[Saved data entries]
§

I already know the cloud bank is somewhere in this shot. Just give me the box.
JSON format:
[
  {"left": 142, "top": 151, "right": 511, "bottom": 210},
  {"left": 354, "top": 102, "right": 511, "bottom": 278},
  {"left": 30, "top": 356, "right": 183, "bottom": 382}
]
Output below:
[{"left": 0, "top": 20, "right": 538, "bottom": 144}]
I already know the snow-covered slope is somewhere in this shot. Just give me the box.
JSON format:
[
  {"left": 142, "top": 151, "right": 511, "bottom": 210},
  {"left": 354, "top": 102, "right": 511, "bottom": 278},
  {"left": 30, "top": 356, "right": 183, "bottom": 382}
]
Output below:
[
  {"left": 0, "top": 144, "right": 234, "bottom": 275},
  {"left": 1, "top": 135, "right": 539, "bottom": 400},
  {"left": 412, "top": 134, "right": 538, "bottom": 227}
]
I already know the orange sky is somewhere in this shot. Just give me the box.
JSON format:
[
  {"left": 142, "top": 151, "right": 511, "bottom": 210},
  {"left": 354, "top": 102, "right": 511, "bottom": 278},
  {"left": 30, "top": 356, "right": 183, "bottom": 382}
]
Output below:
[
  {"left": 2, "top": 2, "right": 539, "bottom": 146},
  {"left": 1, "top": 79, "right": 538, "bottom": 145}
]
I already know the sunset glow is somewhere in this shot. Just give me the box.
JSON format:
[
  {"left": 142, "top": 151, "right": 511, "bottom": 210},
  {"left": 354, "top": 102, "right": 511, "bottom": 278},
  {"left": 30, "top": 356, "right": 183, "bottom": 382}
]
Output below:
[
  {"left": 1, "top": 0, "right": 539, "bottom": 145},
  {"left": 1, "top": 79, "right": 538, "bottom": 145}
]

§

Work instruction: Transcribe every record above so that nothing differs from the original.

Your response:
I already know the cloud bank is somewhere in this shot. Just give me the box.
JSON format:
[
  {"left": 142, "top": 151, "right": 511, "bottom": 210},
  {"left": 354, "top": 102, "right": 511, "bottom": 278},
  {"left": 30, "top": 356, "right": 183, "bottom": 382}
]
Output below:
[{"left": 0, "top": 20, "right": 538, "bottom": 144}]
I already know the snow-covered slope is somewhere in this shot. Just give me the box.
JSON format:
[
  {"left": 142, "top": 151, "right": 511, "bottom": 210},
  {"left": 354, "top": 102, "right": 511, "bottom": 278},
  {"left": 30, "top": 356, "right": 183, "bottom": 382}
]
Output below:
[
  {"left": 0, "top": 144, "right": 234, "bottom": 275},
  {"left": 1, "top": 135, "right": 539, "bottom": 400},
  {"left": 412, "top": 134, "right": 538, "bottom": 227}
]
I already know the orange sky is somewhere in this shot. Just give me the box.
JSON format:
[
  {"left": 142, "top": 151, "right": 511, "bottom": 210},
  {"left": 354, "top": 102, "right": 511, "bottom": 278},
  {"left": 30, "top": 356, "right": 183, "bottom": 382}
]
Output below:
[
  {"left": 2, "top": 2, "right": 539, "bottom": 146},
  {"left": 1, "top": 79, "right": 538, "bottom": 145}
]
I already know the sunset glow is somewhere in this shot. Just give me the box.
JSON format:
[
  {"left": 142, "top": 151, "right": 511, "bottom": 210},
  {"left": 354, "top": 102, "right": 511, "bottom": 278},
  {"left": 30, "top": 356, "right": 183, "bottom": 382}
]
Output below:
[
  {"left": 1, "top": 0, "right": 539, "bottom": 145},
  {"left": 1, "top": 79, "right": 538, "bottom": 145}
]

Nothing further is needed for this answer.